* _STATED GOAL_: Count the lines in the items below that contain the word "balcony", with case counting, and give only the number.

• • • •

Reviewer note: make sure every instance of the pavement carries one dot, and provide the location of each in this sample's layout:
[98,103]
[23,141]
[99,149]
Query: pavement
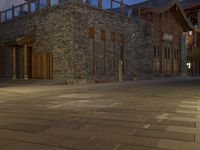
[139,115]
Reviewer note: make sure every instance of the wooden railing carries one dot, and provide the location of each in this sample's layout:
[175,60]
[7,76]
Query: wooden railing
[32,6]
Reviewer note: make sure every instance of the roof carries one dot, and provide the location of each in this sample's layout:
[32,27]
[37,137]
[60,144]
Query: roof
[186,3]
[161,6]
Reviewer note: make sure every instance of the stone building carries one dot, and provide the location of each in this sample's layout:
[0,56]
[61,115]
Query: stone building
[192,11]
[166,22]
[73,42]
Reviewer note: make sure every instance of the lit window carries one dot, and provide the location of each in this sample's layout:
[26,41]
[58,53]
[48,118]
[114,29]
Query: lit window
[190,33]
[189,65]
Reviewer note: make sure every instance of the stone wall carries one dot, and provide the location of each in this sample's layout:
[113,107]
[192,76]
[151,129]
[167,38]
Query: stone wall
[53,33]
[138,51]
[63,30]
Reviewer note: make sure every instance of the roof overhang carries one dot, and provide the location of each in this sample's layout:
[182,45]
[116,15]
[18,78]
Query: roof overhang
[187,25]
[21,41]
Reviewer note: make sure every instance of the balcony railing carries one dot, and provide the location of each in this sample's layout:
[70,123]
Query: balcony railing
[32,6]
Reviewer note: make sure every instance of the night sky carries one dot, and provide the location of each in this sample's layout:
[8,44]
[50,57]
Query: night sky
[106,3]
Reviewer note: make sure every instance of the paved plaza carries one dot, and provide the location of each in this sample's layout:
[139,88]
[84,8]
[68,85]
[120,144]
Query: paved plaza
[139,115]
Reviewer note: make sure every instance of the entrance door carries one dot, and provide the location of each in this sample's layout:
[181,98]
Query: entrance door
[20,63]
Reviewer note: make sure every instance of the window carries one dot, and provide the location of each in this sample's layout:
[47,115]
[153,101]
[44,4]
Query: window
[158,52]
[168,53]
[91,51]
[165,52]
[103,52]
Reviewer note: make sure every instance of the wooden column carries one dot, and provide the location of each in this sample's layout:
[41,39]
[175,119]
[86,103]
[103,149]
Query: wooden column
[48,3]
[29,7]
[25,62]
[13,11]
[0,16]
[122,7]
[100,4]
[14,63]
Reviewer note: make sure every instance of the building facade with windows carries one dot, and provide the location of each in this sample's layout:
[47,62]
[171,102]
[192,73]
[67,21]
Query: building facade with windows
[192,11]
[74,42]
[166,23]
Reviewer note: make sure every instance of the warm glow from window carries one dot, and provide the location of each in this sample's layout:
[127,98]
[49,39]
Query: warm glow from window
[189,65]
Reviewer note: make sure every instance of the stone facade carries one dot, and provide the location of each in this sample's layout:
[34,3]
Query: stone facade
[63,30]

• • • •

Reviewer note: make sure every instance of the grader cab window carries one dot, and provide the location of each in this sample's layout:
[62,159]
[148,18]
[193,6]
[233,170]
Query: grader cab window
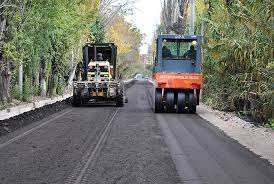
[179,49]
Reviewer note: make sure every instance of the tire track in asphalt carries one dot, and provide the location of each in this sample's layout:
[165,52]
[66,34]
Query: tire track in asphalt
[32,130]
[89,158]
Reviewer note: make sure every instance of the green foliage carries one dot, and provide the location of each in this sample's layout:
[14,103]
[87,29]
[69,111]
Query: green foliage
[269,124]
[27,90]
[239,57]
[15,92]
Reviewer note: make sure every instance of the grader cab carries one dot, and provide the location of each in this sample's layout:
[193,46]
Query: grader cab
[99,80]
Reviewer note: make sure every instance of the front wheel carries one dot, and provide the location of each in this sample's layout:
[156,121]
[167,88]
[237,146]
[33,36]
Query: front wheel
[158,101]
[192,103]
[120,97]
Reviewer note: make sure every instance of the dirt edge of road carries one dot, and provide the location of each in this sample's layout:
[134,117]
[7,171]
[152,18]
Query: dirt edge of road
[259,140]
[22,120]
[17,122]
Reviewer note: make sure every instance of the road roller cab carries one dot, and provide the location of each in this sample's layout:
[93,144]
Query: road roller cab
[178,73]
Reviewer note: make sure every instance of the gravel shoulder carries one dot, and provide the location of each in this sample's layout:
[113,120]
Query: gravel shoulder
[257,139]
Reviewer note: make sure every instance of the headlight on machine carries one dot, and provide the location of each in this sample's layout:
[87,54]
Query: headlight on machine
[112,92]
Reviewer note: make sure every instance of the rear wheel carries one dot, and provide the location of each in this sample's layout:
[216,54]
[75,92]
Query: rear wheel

• • • •

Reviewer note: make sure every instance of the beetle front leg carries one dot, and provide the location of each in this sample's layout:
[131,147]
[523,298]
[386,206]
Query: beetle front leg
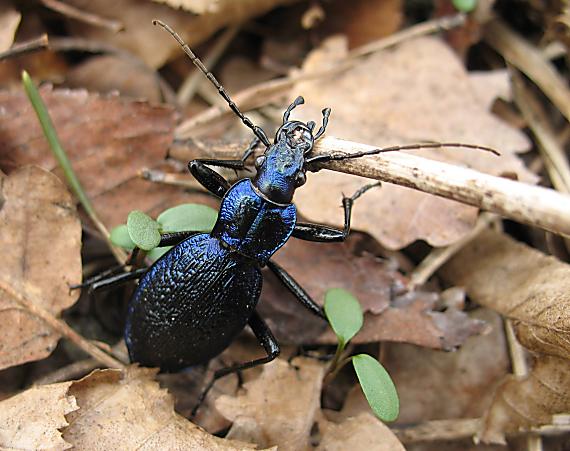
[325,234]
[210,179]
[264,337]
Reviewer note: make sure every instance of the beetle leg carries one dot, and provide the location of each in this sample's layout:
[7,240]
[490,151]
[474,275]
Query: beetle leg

• • • •

* _FINAL RESULT_: 2